== Aim of the exercise ==
Pick out and copy every line in the records below that contains the string "window". Case counts.

== Records to use ==
※ ※ ※
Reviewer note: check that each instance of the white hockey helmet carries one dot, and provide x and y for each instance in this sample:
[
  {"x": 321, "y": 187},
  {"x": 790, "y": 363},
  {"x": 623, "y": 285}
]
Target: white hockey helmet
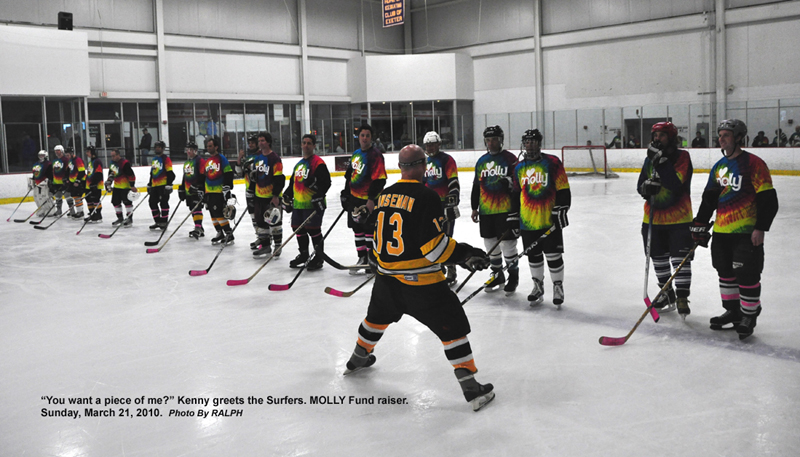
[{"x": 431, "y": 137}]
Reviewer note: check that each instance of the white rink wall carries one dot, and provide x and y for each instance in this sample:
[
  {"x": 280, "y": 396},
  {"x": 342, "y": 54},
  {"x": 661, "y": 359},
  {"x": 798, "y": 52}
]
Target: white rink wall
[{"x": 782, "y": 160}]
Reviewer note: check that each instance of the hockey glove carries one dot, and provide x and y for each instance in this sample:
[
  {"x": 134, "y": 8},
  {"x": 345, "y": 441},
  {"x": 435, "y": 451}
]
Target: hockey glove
※ ※ ※
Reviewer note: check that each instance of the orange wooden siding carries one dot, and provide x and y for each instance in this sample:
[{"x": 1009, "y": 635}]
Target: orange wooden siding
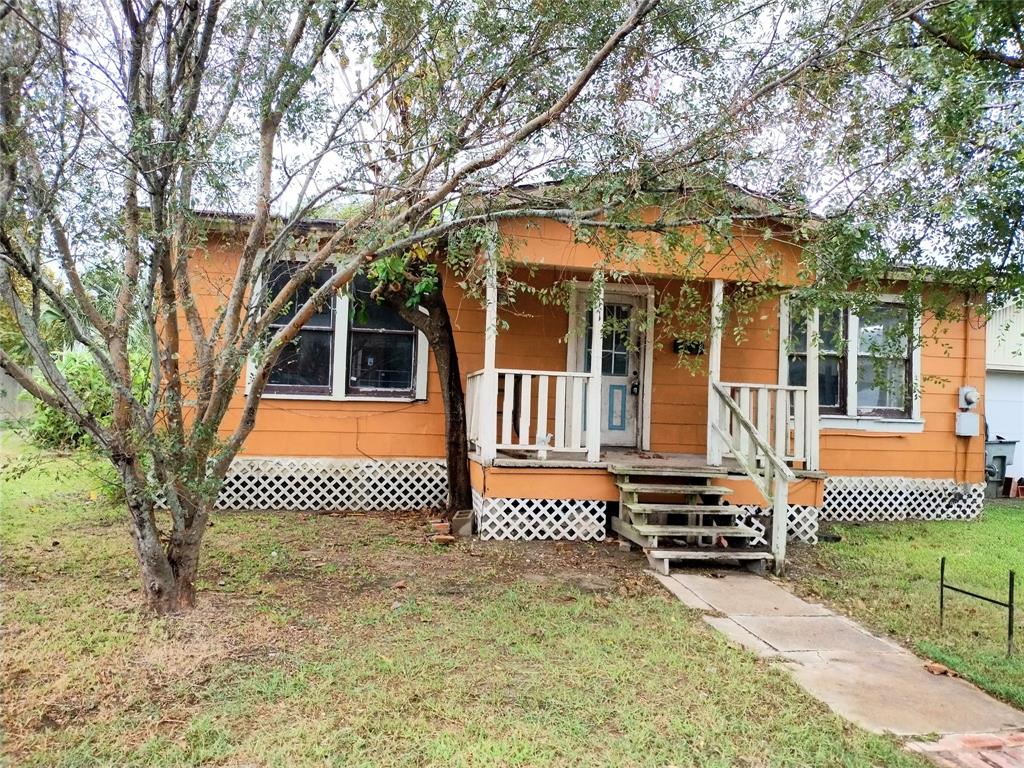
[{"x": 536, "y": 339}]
※ ※ ※
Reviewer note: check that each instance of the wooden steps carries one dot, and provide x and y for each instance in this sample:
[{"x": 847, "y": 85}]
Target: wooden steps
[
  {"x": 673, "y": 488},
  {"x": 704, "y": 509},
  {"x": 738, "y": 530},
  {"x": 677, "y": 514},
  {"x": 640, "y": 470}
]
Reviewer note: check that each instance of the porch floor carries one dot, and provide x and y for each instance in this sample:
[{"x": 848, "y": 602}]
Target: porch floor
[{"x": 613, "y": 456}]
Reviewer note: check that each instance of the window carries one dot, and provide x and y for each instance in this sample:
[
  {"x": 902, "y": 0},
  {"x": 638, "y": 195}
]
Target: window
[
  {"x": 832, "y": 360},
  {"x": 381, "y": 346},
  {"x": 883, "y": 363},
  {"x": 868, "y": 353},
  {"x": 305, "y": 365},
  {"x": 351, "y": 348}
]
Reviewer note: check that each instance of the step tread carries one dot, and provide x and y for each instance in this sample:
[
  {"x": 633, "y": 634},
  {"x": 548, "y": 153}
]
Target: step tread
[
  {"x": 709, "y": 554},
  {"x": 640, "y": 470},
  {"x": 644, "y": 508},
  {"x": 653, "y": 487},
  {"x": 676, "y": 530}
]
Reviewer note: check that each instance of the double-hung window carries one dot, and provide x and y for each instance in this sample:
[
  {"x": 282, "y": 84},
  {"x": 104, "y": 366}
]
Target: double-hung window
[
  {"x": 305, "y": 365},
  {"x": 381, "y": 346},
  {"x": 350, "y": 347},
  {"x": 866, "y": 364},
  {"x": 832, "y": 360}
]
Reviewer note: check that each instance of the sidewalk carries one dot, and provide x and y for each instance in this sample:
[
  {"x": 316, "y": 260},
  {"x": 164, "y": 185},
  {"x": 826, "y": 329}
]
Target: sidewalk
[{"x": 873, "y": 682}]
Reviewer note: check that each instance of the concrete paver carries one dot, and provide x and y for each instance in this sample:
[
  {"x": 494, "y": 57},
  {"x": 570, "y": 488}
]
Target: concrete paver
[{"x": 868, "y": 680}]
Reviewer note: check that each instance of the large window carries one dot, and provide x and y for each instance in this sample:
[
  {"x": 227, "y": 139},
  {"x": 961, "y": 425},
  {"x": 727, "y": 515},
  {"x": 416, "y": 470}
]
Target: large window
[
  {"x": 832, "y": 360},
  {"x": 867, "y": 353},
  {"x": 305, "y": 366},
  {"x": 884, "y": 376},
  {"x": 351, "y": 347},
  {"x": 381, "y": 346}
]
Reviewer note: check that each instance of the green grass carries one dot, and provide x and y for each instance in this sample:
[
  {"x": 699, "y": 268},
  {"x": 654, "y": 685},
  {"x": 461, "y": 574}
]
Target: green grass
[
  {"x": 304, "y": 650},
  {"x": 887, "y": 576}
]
※ ※ ※
== The result ==
Reviewer note: check that each instance of the window carries one dot, and provide x and y for each instance in this sample:
Target: window
Reviewer note: check that each instance of the double-hung window carries one dot, and provide x and y for each instance in this sample:
Target: double-hung window
Reviewer note: check that each instance of the large window carries one dot, and provide x and y for each instance in this sample:
Target: large window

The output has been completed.